Task to carry out:
Can you set down every line of the listing below, word for word and in the same order?

Listed records:

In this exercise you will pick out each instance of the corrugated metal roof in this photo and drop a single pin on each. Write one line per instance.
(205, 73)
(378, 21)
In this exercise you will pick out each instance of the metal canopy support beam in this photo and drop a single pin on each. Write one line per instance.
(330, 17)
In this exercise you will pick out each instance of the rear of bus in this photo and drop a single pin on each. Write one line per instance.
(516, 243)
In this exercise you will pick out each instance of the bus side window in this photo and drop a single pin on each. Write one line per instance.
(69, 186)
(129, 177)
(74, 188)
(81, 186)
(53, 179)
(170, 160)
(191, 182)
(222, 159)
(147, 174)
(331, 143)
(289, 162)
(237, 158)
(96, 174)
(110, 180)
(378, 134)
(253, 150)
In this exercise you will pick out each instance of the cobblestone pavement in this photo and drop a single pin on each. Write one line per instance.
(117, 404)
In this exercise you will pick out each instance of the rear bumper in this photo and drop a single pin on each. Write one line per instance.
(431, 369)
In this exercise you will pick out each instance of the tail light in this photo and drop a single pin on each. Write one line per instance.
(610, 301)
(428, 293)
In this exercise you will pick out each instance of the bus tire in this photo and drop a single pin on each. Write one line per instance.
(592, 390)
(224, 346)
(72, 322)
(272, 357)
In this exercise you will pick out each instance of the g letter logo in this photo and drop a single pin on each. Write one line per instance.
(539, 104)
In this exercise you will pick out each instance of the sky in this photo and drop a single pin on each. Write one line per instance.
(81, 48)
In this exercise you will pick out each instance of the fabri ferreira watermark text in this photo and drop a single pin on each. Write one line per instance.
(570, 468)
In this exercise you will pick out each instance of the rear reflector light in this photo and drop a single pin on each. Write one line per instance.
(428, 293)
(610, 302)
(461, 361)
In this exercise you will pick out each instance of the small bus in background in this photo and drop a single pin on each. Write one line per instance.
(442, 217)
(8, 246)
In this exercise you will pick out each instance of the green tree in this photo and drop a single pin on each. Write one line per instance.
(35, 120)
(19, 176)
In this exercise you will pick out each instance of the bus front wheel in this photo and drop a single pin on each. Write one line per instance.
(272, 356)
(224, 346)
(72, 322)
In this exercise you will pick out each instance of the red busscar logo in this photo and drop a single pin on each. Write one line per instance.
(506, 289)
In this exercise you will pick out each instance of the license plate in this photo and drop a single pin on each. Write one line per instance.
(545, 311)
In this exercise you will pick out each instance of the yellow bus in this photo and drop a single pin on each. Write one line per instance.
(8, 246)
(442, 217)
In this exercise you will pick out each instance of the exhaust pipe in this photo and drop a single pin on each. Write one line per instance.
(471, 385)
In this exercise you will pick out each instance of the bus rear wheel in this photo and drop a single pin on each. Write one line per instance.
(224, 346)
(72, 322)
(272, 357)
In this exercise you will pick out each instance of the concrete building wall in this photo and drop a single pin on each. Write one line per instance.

Task answer:
In this exercise you will pick out each instance of the corrugated metal roof in this photo and drop a single pin on each. Write one line per instance.
(205, 73)
(378, 21)
In this exercise you will pick out each instance of the metal canopy support beam in this photo and drop a single pin on each. Write one line per instance.
(330, 17)
In this exercise you will pick out each instance of the rear of bus in this photo and drop a single pin on each. Write one line per instance.
(516, 243)
In this exercise you will pick out each instance of the bus side window in this photo and drop a single pin on each. Write one line per instance.
(69, 186)
(129, 177)
(74, 188)
(81, 186)
(53, 179)
(170, 160)
(191, 182)
(222, 159)
(147, 174)
(331, 143)
(289, 162)
(237, 158)
(96, 174)
(110, 180)
(378, 134)
(253, 150)
In this exercise you will pick out each instance of the cobblestone pavement in this photo and drop a single pin on each. Write one line per instance.
(117, 404)
In this exercise you will pick out each instance of the rear bumper in this photo and drop a single pin on each. Write one line per instance.
(431, 369)
In this exercise you will pick out each instance of the tail light in this photo and drop a single pin on each. Write one line per instance.
(610, 301)
(428, 293)
In this exercise you will pick out each instance of the bus tire in this photo and drop a single pin on each. Write one line per instance.
(592, 390)
(224, 346)
(72, 322)
(272, 357)
In this exercise you will pick out each instance of the g letter logo in this photo and drop a single pin on each. Write one line per instance.
(539, 104)
In this exercise you will pick out each instance of the sky in this photo and drop a single pin on each. Write one line per instance.
(81, 48)
In this exercise you will pick out each instance of the fabri ferreira watermark text in this photo and drop a single pin on each. Write one line per instance.
(570, 468)
In this exercise you will pick out each instance of the rear reflector light in this photo and drop a single pin on each. Write one line per instance.
(428, 293)
(610, 302)
(461, 361)
In this exercise you will pick out each instance of the small bus in background in this photo and drop a single pin on each. Write one line per instance.
(442, 217)
(8, 246)
In this exercise you will pick out each instance of the green tree in this photo and drop a single pin on each. Write one line per instance.
(35, 120)
(19, 176)
In this exercise you will pick out each instance of the bus front wheel in this photo and drop a single pin on each. Write one line per instance.
(272, 356)
(224, 346)
(72, 322)
In this exercise you will pick out each instance of the red busscar logo in this photo and drop a single pin on each. Write one line per instance.
(506, 289)
In this exercise you will pick out each instance of the license plate in this photo and drop a single pin on each. Write one line per instance.
(545, 311)
In this exercise you will pick out each instance of the yellow bus in this photo and drop a single pin on each. Write one line per instance.
(8, 246)
(442, 217)
In this exercise you will pick out each instance of the exhaust pipe in this photo and drop a single pin on each. Write one line per instance.
(471, 385)
In this exercise you will pick out each instance of the bus rear wheel in this photo and drop a single pin on each. Write one line per instance.
(224, 346)
(72, 322)
(272, 357)
In this exercise you will pick out each instance of the concrete building wall in this photo and drop a single pin on each. Write one line per instance.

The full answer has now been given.